- Requirement
Extract every line below, verbatim.

- Pointing dataset records
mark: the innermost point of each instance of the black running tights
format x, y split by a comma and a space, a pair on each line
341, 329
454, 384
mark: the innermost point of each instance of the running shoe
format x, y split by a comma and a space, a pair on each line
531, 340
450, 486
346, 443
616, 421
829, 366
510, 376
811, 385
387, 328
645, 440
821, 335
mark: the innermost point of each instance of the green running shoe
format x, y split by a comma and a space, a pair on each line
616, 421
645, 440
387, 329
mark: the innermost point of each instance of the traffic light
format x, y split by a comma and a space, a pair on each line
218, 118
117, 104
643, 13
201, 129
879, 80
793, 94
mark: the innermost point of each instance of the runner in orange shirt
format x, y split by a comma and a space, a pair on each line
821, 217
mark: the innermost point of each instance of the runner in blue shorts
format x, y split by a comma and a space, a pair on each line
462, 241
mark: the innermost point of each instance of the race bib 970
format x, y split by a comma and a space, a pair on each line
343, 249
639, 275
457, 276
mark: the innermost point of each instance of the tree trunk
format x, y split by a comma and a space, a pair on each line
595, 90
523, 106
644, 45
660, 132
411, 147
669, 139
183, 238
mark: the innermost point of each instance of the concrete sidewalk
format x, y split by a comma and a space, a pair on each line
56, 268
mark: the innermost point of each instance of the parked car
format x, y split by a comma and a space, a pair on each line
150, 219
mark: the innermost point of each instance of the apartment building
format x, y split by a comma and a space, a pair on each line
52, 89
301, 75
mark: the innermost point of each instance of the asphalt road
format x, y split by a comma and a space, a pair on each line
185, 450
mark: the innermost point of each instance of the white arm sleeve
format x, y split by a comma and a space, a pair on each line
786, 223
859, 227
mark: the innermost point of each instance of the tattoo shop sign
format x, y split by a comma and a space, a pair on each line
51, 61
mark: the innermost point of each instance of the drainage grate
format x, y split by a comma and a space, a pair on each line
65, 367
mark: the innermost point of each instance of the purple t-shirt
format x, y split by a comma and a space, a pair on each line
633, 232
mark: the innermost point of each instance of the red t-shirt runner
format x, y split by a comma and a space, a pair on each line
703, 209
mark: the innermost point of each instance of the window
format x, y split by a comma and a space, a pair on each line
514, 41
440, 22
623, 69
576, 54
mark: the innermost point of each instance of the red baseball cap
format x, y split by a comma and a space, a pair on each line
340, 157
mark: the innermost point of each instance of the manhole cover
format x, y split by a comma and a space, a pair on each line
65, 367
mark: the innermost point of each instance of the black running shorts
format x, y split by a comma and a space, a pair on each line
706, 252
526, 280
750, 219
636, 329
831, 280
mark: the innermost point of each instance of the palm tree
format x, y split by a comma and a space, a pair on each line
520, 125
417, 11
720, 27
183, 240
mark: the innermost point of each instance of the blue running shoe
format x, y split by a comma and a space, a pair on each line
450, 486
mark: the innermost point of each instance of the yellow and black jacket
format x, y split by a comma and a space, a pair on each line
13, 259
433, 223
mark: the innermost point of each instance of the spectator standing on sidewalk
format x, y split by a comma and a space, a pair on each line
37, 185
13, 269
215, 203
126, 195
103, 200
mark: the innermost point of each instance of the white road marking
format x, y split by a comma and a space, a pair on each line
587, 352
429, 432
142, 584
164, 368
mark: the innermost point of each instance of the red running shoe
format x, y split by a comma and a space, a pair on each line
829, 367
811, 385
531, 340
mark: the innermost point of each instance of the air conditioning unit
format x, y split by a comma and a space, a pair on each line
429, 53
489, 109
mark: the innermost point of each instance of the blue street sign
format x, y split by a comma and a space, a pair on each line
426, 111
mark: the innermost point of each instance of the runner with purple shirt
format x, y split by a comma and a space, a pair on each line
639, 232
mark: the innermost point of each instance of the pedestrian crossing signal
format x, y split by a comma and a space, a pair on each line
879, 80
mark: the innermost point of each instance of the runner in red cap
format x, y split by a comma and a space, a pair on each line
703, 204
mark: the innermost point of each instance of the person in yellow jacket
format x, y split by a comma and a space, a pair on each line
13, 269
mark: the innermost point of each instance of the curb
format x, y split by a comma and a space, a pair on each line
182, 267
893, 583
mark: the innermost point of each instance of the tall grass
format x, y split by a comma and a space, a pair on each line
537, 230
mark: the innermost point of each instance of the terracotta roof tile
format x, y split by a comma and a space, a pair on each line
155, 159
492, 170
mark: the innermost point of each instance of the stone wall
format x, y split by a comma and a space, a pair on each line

- Result of the exercise
mark: the innermost point of each instance of the black running tights
format x, y split by a comma and a space, a pair on each line
341, 329
454, 384
mark: the innermost point of each instance of the running shoe
format x, y split by a comma and a space, a pair on each line
531, 340
450, 486
346, 443
616, 421
829, 366
510, 376
811, 385
387, 328
645, 440
821, 335
mark: the innermost point of each instance of the green running shoe
format x, y split by a comma and a space, a pair on each line
616, 421
645, 440
387, 329
mark: the innermost point of each instance of the traffic light
format x, y split by a comma and a space, a pair on each line
218, 118
117, 104
643, 13
201, 129
879, 80
793, 94
mark: the innermost point of each instance of the runner in orange shirt
format x, y split by a comma and a space, a pair on each line
821, 217
mark: the innermost point of each instance of the runner in blue shorts
format x, y split by a comma and a space, a pair on each line
462, 241
mark: the innermost point of each instance of the race bib 970
format x, y split by a comma and a space, a pair on each line
343, 249
639, 275
457, 276
mark: the innermost point of each instance of the tree trunk
format x, y split by a comma and a space, a pair on each line
595, 90
523, 106
644, 45
660, 132
411, 147
669, 139
183, 238
mark: the innermost point of each instance of the concrete sidewalk
format x, y split by a comma and a space, a pair on each line
56, 268
mark: the innermost point of each instance of the parked car
format x, y split by a comma and a space, a pair on each line
150, 219
mark: the innermost point of each instance of the apartment building
format x, y split by a comma and a space, a pair on each line
52, 89
301, 75
mark: the innermost point of each instance of the asphalt road
format x, y split by a comma and a space, a pair on each line
185, 450
mark: the innermost point of each instance of the white arm sleeve
format x, y split by a comma and a space, a pair on each line
786, 223
859, 227
mark: the innermost point of each instance of the tattoo shop sign
format x, y split by a comma and a space, a pair on each line
51, 61
mark: the innermost point of each instance of the drainage grate
format x, y split by a comma and a space, a pair on each line
65, 367
mark: the innermost point of each instance of the purple t-shirt
format x, y split by a comma and a space, a pair on each line
633, 232
mark: the innermost point of each instance of the red t-shirt runner
format x, y split by a comma and a space, a pair on each line
703, 209
mark: the innermost point of each instance of the window
format x, y split by a comma and a space, a pair on each line
514, 41
440, 22
623, 69
576, 54
mark: the innermost point of each instance of the red baseball cap
format x, y split by a comma and a space, a pair on each line
340, 157
mark: the innermost point of each instance of the manhole cover
format x, y split by a comma and a space, a pair on each line
65, 367
mark: the innermost point of each instance of the black running shorts
format x, y split by a comma and a space, a pair on each line
706, 252
526, 280
750, 219
636, 329
831, 280
mark: the innermost point of each instance of the palm tree
format x, y split by a comma and a space, a pair on each line
520, 125
417, 11
720, 27
183, 240
mark: the innermost point of each instance of the blue running shoe
format x, y split by a comma and a space, a pair on each line
450, 486
mark: the innermost point of each instance of the yellow and black jacket
format x, y split by a comma and a space, a pair on each line
13, 259
433, 223
mark: the innermost point of each instance of the spectator standing on sidewalk
format x, y split by a comma and a space, a pair on each line
37, 185
13, 269
215, 203
126, 195
103, 200
mark: the innermost point of each instance of the white road marking
format x, y split by a comma and a space, a pair on each line
587, 352
429, 432
142, 584
164, 368
mark: the innermost point of each instance of the red running shoe
format x, y split by a comma and a space, a pair on each line
829, 367
811, 385
531, 340
mark: the innermost point of each instance of the air conditioning unit
format x, y split by a comma and a space, a pair on each line
429, 53
489, 109
mark: the innermost point of each instance of the blue street sign
format x, y split by a comma and a space, a pair on each line
426, 111
mark: the innermost point of each instance of the runner with purple shirt
format x, y split by a comma and a space, a pair on each line
639, 232
mark: the innermost point of each instance of the pedestrian crossing signal
format x, y split by a comma and a space, a pair on each line
879, 80
mark: the innermost point of each instance of the runner in red cap
format x, y split by a comma and a space, a pair on each line
703, 204
mark: the innermost point of each instance of the person in yellow jacket
format x, y split by a comma and a space, a pair on each line
13, 269
mark: the innermost point of each instance of the curb
format x, y split by a comma and a space, a pair on each line
182, 267
893, 583
mark: the innermost point of each instance of the tall grass
format x, y split by a comma and a space, a pair on each line
537, 230
mark: the innermost point of each instance of the terracotta roof tile
format x, y split by a comma and a space, a pair on each line
155, 159
492, 170
mark: the innermost point of each instance of the stone wall
format x, y split by a comma and a space, a pair on each line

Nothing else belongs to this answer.